Location annotation dataset excerpts
-------------------------

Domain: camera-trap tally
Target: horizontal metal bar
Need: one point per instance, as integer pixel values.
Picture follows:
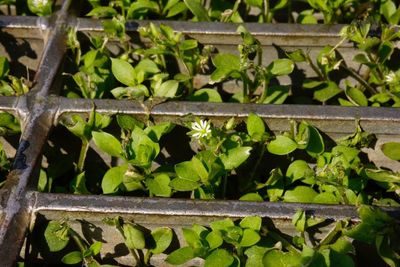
(180, 207)
(330, 119)
(24, 22)
(223, 28)
(281, 34)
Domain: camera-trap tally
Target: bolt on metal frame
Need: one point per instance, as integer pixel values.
(40, 110)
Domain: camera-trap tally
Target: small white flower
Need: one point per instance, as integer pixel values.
(324, 60)
(337, 65)
(38, 3)
(391, 77)
(200, 129)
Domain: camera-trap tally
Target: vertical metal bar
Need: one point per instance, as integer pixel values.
(39, 118)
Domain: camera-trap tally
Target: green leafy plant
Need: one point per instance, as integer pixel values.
(11, 85)
(9, 125)
(156, 242)
(58, 234)
(249, 241)
(40, 7)
(375, 81)
(252, 73)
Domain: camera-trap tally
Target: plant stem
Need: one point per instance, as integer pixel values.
(265, 91)
(82, 156)
(265, 7)
(245, 88)
(82, 246)
(315, 68)
(225, 183)
(234, 9)
(259, 158)
(132, 251)
(147, 257)
(332, 234)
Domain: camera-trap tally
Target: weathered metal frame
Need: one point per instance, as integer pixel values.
(39, 110)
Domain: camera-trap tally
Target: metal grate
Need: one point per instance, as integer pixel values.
(40, 110)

-------------------------

Task requirements: Extract every line of the records above that contains the word "Target".

Problem solution:
Target: horizontal metal bar
Target: bolt on metal frame
Target: small white flower
Target: vertical metal bar
Target: green leafy plant
Target: plant stem
Target: weathered metal frame
Target: metal grate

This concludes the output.